» Problem description
Return, unchanged, the lines of the material from the line containing "Pretty please, detect the brown" through the line containing "[936,298,1032,458]", including both of those lines.

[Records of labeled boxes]

_____

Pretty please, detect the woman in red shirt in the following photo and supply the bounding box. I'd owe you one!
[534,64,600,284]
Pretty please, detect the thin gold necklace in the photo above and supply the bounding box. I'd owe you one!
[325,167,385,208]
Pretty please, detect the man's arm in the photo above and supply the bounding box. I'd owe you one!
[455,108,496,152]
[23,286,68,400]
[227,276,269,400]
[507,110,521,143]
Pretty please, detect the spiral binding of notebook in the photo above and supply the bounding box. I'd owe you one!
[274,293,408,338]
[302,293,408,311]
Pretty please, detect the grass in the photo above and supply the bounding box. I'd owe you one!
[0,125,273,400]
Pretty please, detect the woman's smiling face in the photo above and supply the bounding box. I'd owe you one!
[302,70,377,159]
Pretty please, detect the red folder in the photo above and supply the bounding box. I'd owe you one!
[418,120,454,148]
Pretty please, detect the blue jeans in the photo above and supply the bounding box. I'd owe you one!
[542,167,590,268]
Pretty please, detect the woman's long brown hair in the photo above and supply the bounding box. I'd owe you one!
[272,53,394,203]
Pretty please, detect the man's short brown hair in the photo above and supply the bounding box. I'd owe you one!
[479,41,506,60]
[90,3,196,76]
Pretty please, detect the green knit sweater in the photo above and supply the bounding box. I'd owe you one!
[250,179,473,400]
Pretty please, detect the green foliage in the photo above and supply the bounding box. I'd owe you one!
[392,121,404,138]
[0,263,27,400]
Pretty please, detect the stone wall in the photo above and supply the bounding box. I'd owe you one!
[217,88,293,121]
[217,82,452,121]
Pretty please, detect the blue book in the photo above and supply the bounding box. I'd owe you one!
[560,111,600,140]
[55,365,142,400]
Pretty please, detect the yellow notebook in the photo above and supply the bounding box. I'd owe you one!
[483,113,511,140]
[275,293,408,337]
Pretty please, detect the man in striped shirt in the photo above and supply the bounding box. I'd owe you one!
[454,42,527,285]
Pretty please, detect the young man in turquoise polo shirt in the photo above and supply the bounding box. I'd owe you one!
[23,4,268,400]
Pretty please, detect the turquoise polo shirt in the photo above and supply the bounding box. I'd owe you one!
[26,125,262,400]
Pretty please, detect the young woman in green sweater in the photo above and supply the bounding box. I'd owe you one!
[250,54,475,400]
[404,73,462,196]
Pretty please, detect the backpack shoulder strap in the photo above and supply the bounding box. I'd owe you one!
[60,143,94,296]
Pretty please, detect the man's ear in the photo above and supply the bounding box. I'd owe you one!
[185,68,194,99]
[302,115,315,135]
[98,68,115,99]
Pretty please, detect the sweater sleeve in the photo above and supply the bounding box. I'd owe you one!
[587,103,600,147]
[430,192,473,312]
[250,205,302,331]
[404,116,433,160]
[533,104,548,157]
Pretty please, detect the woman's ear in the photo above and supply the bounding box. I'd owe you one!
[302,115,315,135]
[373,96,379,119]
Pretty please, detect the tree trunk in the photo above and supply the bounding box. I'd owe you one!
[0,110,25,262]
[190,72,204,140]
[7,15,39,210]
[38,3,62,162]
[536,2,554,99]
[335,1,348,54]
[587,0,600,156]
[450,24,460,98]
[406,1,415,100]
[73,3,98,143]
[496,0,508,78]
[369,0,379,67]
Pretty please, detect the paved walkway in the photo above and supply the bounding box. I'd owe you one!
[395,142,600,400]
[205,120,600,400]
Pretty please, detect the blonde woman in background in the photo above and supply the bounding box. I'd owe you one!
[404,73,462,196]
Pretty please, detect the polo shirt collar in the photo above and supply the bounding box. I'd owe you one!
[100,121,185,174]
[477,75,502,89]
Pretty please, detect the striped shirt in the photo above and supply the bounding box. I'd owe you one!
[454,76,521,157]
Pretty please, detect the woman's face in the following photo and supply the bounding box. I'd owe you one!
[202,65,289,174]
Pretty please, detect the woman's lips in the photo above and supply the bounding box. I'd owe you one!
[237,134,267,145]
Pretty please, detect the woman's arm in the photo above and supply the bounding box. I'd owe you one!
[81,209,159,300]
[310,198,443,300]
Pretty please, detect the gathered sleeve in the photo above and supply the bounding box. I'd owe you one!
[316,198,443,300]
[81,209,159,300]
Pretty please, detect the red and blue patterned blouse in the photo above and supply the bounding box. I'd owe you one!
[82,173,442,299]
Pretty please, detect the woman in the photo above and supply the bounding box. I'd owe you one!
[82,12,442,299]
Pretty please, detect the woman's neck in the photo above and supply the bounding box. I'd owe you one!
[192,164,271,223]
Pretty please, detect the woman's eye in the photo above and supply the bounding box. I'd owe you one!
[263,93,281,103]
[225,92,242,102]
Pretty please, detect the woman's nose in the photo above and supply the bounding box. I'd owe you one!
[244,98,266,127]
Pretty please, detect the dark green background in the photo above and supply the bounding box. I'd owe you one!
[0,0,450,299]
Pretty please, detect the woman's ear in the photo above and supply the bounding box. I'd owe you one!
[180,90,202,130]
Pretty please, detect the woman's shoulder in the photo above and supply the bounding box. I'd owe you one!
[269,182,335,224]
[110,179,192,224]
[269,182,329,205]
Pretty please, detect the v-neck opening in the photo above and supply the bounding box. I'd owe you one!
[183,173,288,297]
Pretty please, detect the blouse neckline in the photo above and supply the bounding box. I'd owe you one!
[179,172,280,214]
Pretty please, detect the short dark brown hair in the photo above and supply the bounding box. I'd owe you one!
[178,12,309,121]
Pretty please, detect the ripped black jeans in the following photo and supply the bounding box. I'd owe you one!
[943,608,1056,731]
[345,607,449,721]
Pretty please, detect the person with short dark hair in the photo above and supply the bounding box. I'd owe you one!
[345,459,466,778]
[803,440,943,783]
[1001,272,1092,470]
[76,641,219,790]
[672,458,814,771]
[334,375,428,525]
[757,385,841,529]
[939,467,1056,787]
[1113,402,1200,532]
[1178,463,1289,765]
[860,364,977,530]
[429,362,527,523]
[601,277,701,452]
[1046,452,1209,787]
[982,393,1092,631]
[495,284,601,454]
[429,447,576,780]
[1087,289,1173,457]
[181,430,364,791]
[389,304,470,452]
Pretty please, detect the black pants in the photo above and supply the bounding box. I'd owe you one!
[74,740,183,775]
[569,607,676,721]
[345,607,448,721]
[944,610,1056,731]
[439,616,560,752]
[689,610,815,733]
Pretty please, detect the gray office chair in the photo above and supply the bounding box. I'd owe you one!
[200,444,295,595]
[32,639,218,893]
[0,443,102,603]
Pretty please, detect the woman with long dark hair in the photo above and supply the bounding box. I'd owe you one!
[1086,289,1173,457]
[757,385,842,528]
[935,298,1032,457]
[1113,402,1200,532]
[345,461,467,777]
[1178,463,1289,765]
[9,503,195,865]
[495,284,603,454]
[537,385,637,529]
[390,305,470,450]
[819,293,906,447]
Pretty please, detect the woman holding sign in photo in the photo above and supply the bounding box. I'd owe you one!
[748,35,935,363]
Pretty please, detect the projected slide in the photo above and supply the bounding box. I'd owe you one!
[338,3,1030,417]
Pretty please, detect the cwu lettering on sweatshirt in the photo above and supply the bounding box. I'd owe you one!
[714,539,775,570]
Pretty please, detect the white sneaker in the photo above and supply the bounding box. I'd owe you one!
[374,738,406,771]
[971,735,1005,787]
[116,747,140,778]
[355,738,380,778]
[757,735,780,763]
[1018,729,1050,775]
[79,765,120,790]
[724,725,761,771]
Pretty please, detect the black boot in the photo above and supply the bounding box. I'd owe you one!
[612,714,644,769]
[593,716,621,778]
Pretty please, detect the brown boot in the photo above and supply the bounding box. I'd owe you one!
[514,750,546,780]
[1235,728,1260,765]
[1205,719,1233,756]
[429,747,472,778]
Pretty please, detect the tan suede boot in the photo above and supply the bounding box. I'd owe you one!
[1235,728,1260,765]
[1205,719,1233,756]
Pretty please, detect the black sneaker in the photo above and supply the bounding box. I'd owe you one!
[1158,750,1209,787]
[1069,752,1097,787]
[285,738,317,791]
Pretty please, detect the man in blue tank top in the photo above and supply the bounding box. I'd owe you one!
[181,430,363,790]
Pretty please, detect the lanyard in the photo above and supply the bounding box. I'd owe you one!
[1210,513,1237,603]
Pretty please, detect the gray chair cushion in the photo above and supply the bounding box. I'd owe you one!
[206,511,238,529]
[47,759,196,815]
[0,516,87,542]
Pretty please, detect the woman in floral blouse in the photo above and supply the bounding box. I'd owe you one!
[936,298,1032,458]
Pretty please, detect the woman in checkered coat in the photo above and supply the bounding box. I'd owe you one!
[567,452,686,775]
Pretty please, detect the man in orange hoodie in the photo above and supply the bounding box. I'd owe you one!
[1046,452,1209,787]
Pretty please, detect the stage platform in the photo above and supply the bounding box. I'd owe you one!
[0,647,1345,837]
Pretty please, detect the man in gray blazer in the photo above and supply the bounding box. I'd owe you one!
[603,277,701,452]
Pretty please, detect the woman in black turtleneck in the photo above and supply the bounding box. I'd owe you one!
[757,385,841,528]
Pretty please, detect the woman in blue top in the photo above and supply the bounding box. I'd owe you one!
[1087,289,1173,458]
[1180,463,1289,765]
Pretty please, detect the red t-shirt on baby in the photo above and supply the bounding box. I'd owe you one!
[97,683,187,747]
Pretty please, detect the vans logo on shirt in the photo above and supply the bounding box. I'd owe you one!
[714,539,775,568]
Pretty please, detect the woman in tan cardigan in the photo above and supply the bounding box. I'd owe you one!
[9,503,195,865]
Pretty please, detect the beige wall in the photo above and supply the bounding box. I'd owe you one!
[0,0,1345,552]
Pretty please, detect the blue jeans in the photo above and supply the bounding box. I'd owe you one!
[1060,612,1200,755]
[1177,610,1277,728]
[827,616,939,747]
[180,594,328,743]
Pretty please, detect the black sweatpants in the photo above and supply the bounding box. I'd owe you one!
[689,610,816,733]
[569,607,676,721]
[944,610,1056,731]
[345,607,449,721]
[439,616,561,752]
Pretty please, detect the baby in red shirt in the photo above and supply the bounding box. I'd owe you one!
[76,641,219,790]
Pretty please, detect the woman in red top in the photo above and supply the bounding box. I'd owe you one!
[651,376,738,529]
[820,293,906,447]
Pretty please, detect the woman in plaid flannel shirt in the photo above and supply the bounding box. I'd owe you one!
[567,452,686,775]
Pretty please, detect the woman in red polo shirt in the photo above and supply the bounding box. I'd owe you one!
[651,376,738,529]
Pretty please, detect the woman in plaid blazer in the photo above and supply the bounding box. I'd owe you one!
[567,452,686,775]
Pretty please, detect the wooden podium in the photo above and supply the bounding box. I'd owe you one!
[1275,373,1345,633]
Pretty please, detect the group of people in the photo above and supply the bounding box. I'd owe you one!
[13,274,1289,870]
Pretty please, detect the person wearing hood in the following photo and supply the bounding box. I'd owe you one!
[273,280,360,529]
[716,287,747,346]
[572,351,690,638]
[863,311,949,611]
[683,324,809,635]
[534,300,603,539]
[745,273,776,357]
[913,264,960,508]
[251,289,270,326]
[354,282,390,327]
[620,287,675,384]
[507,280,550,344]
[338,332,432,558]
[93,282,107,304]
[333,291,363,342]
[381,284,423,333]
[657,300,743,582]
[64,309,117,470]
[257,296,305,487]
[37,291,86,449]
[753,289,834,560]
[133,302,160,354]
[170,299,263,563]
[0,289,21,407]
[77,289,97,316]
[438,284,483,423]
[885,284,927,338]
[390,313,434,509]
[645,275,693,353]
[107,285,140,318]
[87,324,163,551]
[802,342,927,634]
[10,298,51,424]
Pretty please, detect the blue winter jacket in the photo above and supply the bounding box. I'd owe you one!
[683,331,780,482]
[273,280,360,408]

_____

» Result of the task
Pretty please, detect the brown boot in the photo above and supply the bounding box. I'd owe you one!
[514,750,546,780]
[1235,728,1260,765]
[1205,719,1233,756]
[429,747,472,778]
Pretty please, detect the tan suede boot in the photo above and supply the bounding box. I'd owe you one!
[1235,728,1260,765]
[1205,719,1233,756]
Pretty please, detect the black sneaker in the photo above and supply the bounding box. I'd owe you one!
[1158,750,1209,787]
[1069,752,1097,787]
[285,738,317,791]
Pretty please, detect the man in blue tank top in the photo above and supply the bounding box. I'd owe you one!
[181,430,363,790]
Pretty please, detect the lanyard in the photo above and supply the bounding box. I'd owe you one!
[1210,513,1237,603]
Pretty please, detect the gray chair cushion in the photo above and supply the bounding box. I'd owe you one!
[206,511,238,529]
[47,759,196,815]
[0,516,87,542]
Pretty please, detect the woman in floral blouse in the photo above and supply the bounding box. I'd owe you one!
[936,298,1032,458]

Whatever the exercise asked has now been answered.